**ITEMS:**
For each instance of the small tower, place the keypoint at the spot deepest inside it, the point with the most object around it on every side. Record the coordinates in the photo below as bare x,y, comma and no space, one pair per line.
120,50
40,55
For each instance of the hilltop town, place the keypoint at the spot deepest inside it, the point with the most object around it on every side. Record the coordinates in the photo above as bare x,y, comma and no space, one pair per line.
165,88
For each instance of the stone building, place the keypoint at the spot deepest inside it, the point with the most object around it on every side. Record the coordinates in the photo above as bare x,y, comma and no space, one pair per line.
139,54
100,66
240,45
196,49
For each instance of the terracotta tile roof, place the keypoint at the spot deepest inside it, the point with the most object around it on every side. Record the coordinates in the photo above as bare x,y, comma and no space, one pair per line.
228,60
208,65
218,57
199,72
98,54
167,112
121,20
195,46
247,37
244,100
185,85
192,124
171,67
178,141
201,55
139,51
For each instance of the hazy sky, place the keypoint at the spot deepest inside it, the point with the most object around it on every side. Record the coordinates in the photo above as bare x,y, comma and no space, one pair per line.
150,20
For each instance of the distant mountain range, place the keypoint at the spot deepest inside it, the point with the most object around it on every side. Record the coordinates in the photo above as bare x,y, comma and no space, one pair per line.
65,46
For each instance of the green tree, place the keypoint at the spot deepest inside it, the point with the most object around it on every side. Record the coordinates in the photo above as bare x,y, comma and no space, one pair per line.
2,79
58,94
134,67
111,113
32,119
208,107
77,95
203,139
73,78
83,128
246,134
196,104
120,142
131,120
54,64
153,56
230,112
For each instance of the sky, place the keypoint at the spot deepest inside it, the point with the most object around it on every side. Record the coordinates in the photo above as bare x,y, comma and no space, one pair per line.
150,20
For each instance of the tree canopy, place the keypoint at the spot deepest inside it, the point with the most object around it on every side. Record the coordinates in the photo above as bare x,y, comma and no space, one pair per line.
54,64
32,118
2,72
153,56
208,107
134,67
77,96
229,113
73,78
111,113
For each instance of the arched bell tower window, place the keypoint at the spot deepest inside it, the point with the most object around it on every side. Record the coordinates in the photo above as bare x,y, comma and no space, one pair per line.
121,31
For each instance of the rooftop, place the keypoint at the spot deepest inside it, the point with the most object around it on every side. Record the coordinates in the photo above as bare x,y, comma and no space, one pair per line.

**AIM:** Arrange the rows from the line containing "For each instance of the tree" through the end of the rows, both ends included, as a Markdown table with the columns Number and Line. Number each line in order and leave out any blank lines.

**WORKED ANSWER:**
| Number | Line |
|---|---|
| 1 | For each instance of the tree canopy, place the keypoint at the spot deepest inside it, the point with the most object around it on every side. Record the coordinates in the photo above as bare x,y, comma and no space, one pair per line. |
| 2 | 54,64 |
| 3 | 32,118 |
| 4 | 2,72 |
| 5 | 153,56 |
| 6 | 208,107 |
| 7 | 134,67 |
| 8 | 77,96 |
| 9 | 229,113 |
| 10 | 73,78 |
| 11 | 111,113 |
| 12 | For each instance of the arched bell tower window, place the keypoint at the spot deepest inside it, the point with the most object around it on every side. Record the coordinates in the photo above as bare x,y, comma and no space, one pair per line. |
| 13 | 121,31 |
| 14 | For each instance of the rooftop, place the keypoint at the spot deepest inside it, the point with the most object around it on every side. Record the coordinates in the photo above as bare x,y, comma and no space, one pair per line. |